• WHAT YOU WILL DO:
Name every drug that the news transcript below mentions by name.

==== TEXT EXCERPT ====

DOBBS: Senator Carl Levin, thank you for being here.

LEVIN: Thank you.

DOBBS: "Overmedicated Nation," another FDA-approved drug linked to a death. Why some say this agency, the FDA, created to protect us all from dangerous drugs, is far too close to the drug industry itself. Stay with us.


DOBBS: A disturbing new study says the death rate from medication errors at the beginning of each month is 25 percent higher than at any other time in the month. Government assistance checks arrive at the beginning of the month, and researchers believe pharmacy workloads surge as patients stock up on their prescription medication. The result, more mistakes, often with fatal consequences. After examining 47 million death certificates, researchers at the University of California San Diego found nearly 132,000 people died because of medication errors over two decades.

Weeks after an FDA whistle-blower released a list of dangerous drugs, there's news of a death from one of those drugs on his list. Drug maker AstraZenica today announced it has linked its cholesterol- lowering drug Crestor to one patient's death. In our special reports this week, we focus on "Overmedicated Nation." We begin with a regulator that is supposed to protect the health and the lives of all Americans, the Food & Drug Administration. The critics say the FDA is protecting drug companies instead. Christine Romans reports.


CHRISTINE ROMANS, CNN CORRESPONDENT (voice-over): Vioxx, Celebrex, Bextra, all approved by the Food & Drug Administration, all potentially deadly. And now, momentum builds for an FDA overhaul before its seal of approval is worthless. David Graham is the FDA's whistle-blower.

GRAHAM: FDA is responsible for having harmed the American people, for having harmed countless numbers of people, having in a sense contributed to the deaths of tens of thousands of Americans, because it has such a low bar on safety, and even to this day won't admit that it could have done things better or that it would have done things differently.

ROMANS: Critics say the FDA sets a low bar on safety, because it's on the drug industry's payroll. Taxpayers foot most of the bill, but the FDA's $1.8 billion budget includes hundreds of millions of funding from the drug companies. They pay huge fees to have new drugs reviewed and approved. Some 1,400 scientists review those applications and bring drugs to market. Fewer than 50 monitor a drug once it's in your medicine cabinet.

DR. MARCIA ANGELL, "THE TRUTH ABOUT DRUG COMPANIES": The FDA is out of balance. They're spitting out more and more drugs, I think too rapidly. And the part of the FDA that oversees safety is not able to keep up with it.

ROMANS: To keep up, Senator Chuck Grassley wants an independent drug safety body, free of drug company influence.

SEN. CHUCK GRASSLEY (R), IOWA: They should not be at the table. There's only one customer that should be at the table, and that's the American people. The American people should be the number one and only client of the FDA. And that's purely for safety of drugs.

ROMANS: Grassley also wants a national registry of drug study results, both good and bad, so doctors and patients have unbiased information, not just the favorable studies the drug companies want you to know about.


ROMANS: Reform at the FDA won't be easy. The agency doesn't have a permanent leader. The lead commissioner slot has been open for a year now. Current FDA management is reluctant to admit there's a problem. And Lou, the FDA isn't talking about it. Numerous requests for interviews by CNN were refused.

DOBBS: You mean, our requests?

ROMANS: Absolutely.

DOBBS: They won't come and talk about it.

ROMANS: They don't want to talk about it.

DOBBS: That's remarkable, because in all other respects, they seem to be doing such a good job representing the interests of the American people.

Christine Romans, thank you very much.

Still ahead here, the results of tonight's poll and a preview of what's ahead tomorrow. Please stay with us.


DOBBS: The results of tonight's poll -- 55 percent of you say Kofi Annan should resign. Thanks for being with us tonight, and please be with us tomorrow. Senator John Sununu will be among our guests. For all of us here, good night from New York. "ANDERSON COOPER 360" is coming up next.

==== DATA FOR ANALYSIS ====

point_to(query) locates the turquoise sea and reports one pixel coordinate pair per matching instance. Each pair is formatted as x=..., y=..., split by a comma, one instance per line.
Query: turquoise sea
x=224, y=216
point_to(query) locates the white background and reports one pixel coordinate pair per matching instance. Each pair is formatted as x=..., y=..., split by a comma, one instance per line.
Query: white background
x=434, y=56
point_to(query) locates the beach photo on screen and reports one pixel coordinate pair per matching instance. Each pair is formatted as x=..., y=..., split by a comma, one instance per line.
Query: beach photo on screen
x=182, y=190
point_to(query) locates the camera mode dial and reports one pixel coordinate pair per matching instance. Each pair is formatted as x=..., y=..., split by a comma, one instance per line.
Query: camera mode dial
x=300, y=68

====

• RESPONSE TO THIS TASK:
Crestor, Vioxx, Celebrex, Bextra